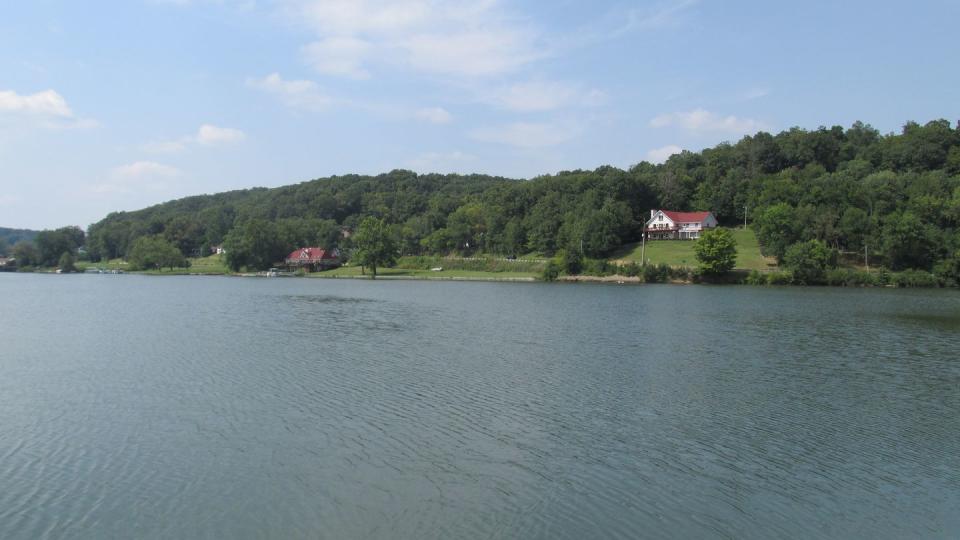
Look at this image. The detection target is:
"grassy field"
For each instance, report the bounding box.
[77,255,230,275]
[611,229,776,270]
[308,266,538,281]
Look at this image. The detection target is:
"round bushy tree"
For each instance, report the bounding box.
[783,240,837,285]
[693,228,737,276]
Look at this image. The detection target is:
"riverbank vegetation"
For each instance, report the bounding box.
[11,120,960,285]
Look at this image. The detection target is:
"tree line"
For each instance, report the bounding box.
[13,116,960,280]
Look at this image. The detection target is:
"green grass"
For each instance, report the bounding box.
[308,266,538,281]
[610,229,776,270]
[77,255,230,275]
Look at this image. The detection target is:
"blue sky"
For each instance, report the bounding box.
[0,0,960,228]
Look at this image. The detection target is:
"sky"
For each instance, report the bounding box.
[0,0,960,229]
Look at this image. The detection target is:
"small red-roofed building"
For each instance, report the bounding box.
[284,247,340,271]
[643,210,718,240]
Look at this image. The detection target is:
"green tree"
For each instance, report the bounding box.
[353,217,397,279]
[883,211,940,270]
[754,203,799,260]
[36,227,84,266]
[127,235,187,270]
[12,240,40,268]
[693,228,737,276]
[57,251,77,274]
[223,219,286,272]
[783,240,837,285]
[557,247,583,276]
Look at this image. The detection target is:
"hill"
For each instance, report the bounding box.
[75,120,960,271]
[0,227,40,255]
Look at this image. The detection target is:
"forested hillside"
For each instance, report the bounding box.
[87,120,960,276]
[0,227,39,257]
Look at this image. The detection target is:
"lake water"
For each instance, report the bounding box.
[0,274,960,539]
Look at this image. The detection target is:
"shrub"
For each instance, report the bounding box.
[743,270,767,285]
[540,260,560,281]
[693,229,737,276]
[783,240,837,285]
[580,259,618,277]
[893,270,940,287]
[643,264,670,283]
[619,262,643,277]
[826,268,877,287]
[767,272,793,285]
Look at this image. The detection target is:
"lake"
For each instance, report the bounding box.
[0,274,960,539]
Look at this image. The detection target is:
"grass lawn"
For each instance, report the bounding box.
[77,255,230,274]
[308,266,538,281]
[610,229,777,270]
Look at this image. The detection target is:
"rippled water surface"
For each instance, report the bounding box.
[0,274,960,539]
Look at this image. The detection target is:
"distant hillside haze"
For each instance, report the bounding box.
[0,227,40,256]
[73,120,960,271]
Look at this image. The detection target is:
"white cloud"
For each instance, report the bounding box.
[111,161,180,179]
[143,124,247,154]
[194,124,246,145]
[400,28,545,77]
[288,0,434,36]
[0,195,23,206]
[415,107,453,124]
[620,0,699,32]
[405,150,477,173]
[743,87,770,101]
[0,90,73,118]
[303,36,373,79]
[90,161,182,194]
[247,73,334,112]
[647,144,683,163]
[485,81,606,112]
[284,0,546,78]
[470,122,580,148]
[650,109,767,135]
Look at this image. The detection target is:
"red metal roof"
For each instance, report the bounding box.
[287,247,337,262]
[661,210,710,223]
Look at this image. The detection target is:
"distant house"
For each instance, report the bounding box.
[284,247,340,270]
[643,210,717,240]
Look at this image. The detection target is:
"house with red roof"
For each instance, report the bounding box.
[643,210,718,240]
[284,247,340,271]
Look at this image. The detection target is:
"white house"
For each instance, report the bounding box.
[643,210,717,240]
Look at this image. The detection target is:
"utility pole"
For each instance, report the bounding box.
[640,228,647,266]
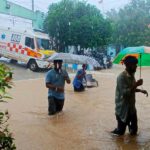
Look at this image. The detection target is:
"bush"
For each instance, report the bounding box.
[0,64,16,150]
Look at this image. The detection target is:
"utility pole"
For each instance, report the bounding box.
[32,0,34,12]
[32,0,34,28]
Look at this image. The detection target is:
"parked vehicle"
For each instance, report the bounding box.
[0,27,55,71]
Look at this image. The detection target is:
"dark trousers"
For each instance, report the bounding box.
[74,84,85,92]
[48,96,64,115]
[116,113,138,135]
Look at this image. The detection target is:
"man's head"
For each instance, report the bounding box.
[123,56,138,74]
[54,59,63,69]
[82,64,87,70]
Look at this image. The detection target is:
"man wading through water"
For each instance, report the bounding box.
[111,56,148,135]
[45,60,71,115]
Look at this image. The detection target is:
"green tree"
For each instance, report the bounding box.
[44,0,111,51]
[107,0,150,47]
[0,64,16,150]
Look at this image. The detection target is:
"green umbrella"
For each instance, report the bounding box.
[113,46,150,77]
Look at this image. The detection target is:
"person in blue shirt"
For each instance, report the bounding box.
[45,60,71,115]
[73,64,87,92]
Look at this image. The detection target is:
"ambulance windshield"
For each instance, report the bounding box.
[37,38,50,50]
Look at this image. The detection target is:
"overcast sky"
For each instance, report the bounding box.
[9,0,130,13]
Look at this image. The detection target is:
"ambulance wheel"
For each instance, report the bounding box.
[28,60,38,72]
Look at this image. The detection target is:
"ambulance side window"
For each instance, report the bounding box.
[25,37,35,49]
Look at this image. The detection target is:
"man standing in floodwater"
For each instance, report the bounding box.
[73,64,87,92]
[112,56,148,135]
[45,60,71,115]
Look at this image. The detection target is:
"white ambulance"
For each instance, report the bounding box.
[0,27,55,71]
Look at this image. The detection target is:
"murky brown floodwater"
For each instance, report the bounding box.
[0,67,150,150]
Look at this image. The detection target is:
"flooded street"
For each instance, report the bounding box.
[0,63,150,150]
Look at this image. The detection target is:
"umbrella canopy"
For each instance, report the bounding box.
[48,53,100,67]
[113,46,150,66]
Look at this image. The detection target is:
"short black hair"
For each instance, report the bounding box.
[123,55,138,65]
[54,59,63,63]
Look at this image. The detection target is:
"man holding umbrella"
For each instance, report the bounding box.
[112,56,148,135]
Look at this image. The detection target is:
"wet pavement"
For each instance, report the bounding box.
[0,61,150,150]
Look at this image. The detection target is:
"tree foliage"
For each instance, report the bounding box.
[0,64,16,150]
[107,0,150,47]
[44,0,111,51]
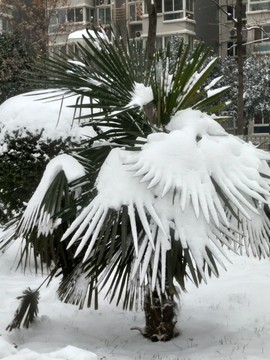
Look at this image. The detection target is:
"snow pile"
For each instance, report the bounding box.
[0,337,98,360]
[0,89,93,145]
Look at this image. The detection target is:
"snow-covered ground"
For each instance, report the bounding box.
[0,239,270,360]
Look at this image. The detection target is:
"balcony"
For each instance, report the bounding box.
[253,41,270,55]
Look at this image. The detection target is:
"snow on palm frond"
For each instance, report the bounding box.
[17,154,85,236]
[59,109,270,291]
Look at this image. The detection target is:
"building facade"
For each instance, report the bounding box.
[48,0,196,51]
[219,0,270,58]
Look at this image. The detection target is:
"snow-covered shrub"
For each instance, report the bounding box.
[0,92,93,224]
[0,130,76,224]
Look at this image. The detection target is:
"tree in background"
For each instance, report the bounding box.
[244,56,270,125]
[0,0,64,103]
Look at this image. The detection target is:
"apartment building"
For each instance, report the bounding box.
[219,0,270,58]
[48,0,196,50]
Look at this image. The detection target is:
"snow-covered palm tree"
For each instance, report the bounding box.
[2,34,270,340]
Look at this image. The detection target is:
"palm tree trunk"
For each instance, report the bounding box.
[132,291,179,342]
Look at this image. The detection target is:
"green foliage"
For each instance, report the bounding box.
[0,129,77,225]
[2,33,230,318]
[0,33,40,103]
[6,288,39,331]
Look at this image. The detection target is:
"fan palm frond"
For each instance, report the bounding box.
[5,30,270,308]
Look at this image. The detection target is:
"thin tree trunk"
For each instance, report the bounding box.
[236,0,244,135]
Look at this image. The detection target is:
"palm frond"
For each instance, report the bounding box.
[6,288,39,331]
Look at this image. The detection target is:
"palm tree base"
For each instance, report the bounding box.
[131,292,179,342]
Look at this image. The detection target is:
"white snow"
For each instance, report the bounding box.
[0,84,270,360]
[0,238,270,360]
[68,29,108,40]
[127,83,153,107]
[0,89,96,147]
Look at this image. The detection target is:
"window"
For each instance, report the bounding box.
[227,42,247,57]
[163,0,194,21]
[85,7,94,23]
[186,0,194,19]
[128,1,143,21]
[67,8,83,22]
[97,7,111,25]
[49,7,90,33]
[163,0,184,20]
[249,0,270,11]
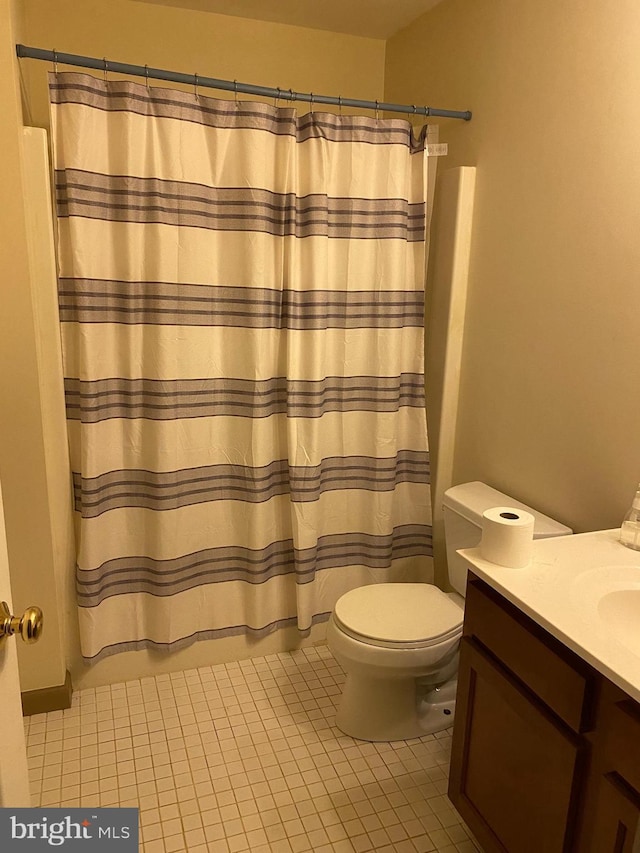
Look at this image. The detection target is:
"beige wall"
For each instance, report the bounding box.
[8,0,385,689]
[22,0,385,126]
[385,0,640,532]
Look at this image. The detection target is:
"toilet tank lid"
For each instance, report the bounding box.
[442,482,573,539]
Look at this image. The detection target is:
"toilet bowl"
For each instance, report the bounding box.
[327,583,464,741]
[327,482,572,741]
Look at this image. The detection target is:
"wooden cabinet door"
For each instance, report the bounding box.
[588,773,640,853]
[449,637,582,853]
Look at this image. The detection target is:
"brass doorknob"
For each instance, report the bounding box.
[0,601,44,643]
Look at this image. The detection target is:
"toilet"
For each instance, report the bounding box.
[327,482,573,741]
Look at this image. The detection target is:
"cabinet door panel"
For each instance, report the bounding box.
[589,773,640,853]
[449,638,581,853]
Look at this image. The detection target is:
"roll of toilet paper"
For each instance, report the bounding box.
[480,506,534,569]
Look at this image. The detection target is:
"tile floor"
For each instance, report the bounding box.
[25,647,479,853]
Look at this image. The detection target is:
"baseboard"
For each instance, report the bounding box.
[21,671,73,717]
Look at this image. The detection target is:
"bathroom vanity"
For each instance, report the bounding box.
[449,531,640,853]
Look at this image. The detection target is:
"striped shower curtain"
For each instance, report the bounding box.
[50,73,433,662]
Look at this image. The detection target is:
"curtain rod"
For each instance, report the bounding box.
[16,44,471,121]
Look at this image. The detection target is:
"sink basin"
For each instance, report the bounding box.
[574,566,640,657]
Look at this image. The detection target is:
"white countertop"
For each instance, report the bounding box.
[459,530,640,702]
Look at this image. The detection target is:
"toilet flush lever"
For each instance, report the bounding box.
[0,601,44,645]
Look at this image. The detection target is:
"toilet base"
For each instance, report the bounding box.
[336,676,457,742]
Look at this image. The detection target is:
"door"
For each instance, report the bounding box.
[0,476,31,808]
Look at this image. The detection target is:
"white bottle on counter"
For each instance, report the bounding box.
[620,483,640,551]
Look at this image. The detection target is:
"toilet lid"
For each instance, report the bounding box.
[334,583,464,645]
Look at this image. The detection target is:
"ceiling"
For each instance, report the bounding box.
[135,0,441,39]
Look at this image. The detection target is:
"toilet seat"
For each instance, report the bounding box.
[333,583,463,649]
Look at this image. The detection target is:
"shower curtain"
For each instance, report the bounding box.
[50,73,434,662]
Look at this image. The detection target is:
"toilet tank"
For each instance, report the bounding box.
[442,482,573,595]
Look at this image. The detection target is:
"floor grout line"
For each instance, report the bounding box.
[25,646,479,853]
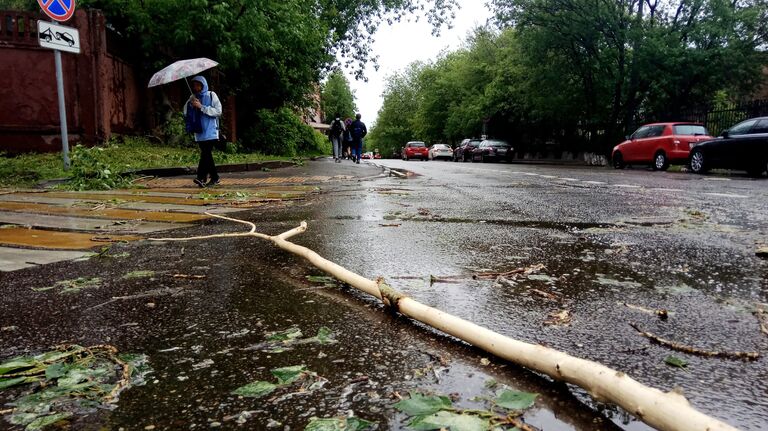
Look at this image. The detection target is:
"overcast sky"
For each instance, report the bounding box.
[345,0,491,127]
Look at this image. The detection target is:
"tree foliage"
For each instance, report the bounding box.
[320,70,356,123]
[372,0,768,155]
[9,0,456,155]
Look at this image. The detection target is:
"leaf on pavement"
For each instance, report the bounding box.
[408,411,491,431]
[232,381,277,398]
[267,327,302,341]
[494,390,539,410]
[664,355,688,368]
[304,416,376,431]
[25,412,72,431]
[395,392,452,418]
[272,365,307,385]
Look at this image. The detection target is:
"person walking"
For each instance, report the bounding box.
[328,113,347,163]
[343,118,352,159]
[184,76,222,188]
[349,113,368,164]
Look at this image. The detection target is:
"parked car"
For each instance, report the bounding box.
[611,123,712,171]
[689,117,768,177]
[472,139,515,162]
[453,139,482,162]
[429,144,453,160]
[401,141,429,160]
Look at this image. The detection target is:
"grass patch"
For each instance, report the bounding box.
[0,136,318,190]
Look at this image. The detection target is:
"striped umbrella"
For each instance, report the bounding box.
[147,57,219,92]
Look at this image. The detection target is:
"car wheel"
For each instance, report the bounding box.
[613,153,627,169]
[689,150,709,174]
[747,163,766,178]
----------
AIM:
Extract every line of the records that contains the word "covered".

EXERCISE SOLUTION:
"snow-covered ground"
"snow-covered shrub"
"snow-covered palm tree"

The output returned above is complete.